▸ Challenge
Can you write out everything in the GAAR tax alert from "The EC was mandated" down to "with some modifications.", word for word?

====== Text block ======

Volume 5, Issue 27


16th January, 2013
www.skpgroup.com

Tax Alert
Govt of India takes final decision on GAAR

Introduction and Backdrop

The General Anti-Avoidance Rules provisions (‘GAAR’) were introduced in the Indian Income Tax Act (‘Act’) vide Finance Act 2012, with a view to curb the tax evasion. Later, in June 2012 the Central Board of Direct Taxes committee had issued the Draft Guidelines providing insights into the applicability of the GAAR provisions. However the introduction of GAAR evoked sharp negative reactions from investors and business world and thus the Government of India (‘GOI’) in a move to soothe the frayed nerves of investors and businessmen alike, had constituted an Expert Committee (‘EC’) under the chairmanship of Dr Parthasarathi Shome on GAAR to frame a roadmap on the tax avoidance proposals and provide greater clarity on GAAR.

The EC had released their draft recommendations on 1st September, 2012 based on consultations and recommendations of various stakeholders including tax professionals and industry players. 

The EC was mandated to finalise the GAAR guidelines and a roadmap for implementation of the provisions. In pursuance of the same, the EC has released the Final Report which is mostly in line with the Draft Report but with a few changes.

Further, the Finance Minister of India Mr. P Chidambaram has, on 14th January 2013, made public the Govt’s decisions on the amendments to GAAR. The GOI has considered the recommendations provided by the EC and accepted some of the major ones with some modifications.

This Tax Alert summarizes the Govt of India’s decisions issued by way of a press release.
 
GOI’s decisions to accept some of the recommendation of the EC with or without modifications:

  1. Deferment of GAAR till 2016

    EC Recommendation

    EC had recommended that there was a need to defer the implementation of GAAR by 3 years on administrative grounds. It was recommended that GAAR provisions to be made applicable from Financial Year starting from 1st April, 2016.

====== Data ======

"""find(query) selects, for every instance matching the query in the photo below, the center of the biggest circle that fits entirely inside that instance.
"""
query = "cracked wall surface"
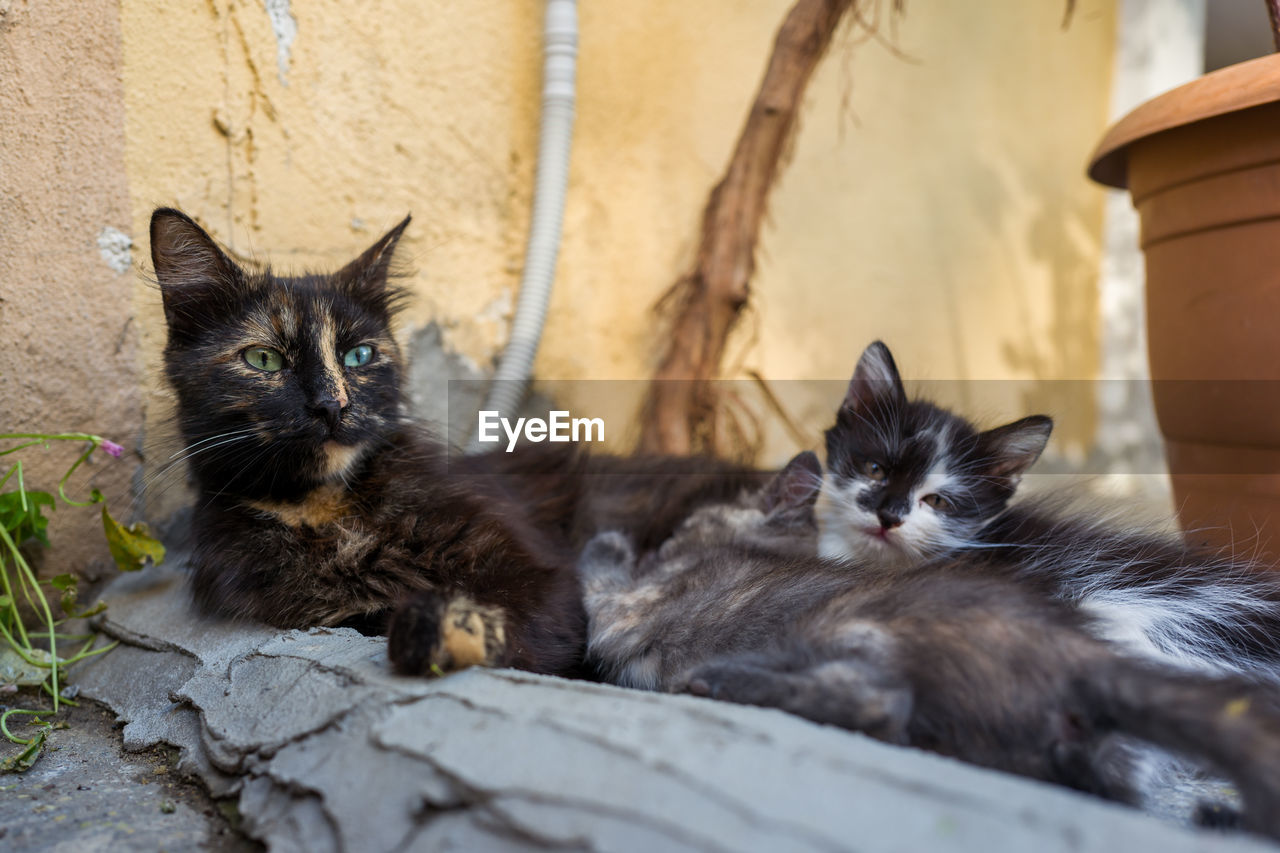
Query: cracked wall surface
(68, 337)
(325, 751)
(298, 129)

======

▸ Task answer
The EC was mandated to finalise the GAAR guidelines and a roadmap for implementation of the provisions. In pursuance of the same, the EC has released the Final Report which is mostly in line with the Draft Report but with a few changes.

Further, the Finance Minister of India Mr. P Chidambaram has, on 14th January 2013, made public the Govt’s decisions on the amendments to GAAR. The GOI has considered the recommendations provided by the EC and accepted some of the major ones with some modifications.